» **Extrait cité**

——

Bien sûr, les élus doivent avoir un comportement « irréprochable ». A proportion de la tolérance des Français pour un régime confondant à peu près tous les sujets, l’essentiel et l’accessoire, et faisant subir à tous, collaborateurs, sujets, contribuables le fait du prince, l’immoralité, l’indélicatesse et la corruption se révèlent presque partout. Evidemment, le lamentable reste très exceptionnel, mais l’immaturité et la pauvreté spirituelle, le défaut de réflexion et d’imagination dès que la question cesse d’être ponctuelle et sujette seulement à réaction, semblent caractériser le personnel politique, tandis que les directions d’entreprises, de grandes banques et des groupes qu’on ne sait pas ou plus qualifier, d’autant que les raisons sociales sont – à dessein ? – très fluctuantes, se montrent de plus en plus soucieuses des rémunérations, notoriétés et libidos diverses de leurs chefs et de moins en moins des salariés, et même des actionnaires. On aboutit à des prétentions dogmatiques de compétence et à des erreurs, des aboulies, des concussions dans l’ élaboration et l’exécution des stratégies.

——

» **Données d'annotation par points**
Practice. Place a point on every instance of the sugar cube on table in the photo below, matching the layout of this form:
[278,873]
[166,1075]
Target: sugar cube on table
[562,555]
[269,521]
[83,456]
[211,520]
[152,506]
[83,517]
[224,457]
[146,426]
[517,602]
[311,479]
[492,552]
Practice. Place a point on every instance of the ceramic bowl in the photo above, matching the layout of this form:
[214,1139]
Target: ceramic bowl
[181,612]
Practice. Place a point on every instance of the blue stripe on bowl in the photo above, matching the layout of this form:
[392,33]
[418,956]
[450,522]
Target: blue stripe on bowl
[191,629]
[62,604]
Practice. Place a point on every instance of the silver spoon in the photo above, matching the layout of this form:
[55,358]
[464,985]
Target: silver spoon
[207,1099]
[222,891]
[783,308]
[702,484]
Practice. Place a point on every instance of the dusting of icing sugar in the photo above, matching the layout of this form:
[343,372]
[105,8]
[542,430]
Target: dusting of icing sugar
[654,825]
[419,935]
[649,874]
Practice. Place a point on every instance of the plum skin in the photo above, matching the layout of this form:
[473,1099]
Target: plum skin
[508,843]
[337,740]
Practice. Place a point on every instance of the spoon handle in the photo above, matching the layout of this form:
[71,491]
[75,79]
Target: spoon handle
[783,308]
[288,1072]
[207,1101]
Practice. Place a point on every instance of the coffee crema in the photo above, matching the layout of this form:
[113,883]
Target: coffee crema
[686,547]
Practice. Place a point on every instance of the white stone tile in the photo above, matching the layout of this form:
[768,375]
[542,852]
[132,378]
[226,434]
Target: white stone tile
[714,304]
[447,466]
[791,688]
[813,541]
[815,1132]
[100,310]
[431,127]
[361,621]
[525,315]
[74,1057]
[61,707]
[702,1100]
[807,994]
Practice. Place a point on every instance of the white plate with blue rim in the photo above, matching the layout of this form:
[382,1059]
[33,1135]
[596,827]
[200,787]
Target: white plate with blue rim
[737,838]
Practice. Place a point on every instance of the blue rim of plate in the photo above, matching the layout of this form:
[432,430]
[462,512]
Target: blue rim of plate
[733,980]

——

Rédigez la suite de l'extrait consacré à la conduite des élus et des dirigeants d'entreprise, en partant de sa dernière phrase.

Certainement la possibilité réelle de mettre en cause des politiques et des élus. Le retour devant les électeurs des parlementaires un temps ministre : c’était l’une des réformes les plus décisives pratiquement du général de Gaulle en 1958, c’est un cadeau aux professionnels qu’a fait Sarkozy prévoyant que sa révision constitutionnelle de 2008 passerait d’extrême justesse. Ces temps-ci, des ministres en passe de correctionnelle ont démissionné dans la honte mais se sont rassis comme s’ils étaient élus en connaissancede ce qui avait été révélé d’eux. Aucun scrutin dans aucune instance publique à commencer par les chambres du Parlement, mais aussi en cas de référendum ou d’élections générales ne peut valoir s’il n’y a un minimum de participation. Une assemblée bien trop nombreuse comme la nôtre : 577 députés, vote à trente ou quarante présents des textes importants en pleine nuit. Le droit des sociétés impose un quorum à l’organe délibérant. Il doit en être de même en droit constitutionnel. Et cette participation doit tenir compte du vote blanc – à distinguer du vote nul – car il est volontaire et pour être efficace doit se combiner avec le quorum. Une réforme décisive comme le quinquennat n’a été adoptée que par 20% des électeurs inscrits.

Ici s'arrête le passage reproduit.